— Begin —

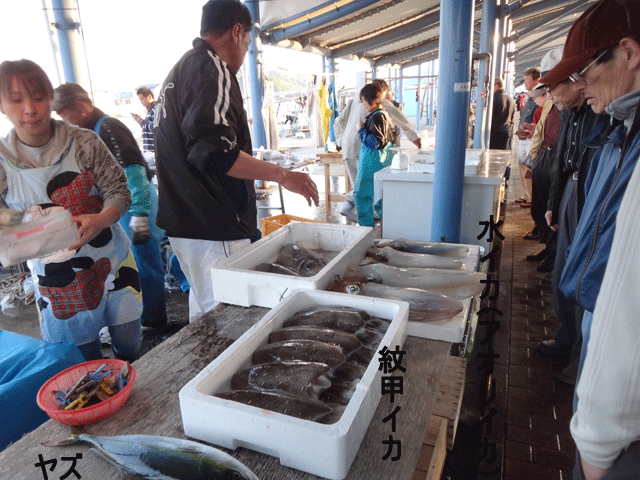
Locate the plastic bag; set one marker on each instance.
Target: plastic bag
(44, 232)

— End —
— Begin —

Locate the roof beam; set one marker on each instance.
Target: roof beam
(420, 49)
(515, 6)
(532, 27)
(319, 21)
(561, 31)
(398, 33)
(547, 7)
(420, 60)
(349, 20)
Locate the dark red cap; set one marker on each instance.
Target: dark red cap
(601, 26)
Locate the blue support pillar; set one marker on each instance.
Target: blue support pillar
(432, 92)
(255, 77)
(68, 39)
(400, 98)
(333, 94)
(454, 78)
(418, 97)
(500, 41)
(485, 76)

— End —

Task requirements: Report every line in the items above that contains the word "blue", copying each such line in full, and note that case counts.

The response:
Locate the blue support pillar; set one marker on each instance.
Target: blue support pillar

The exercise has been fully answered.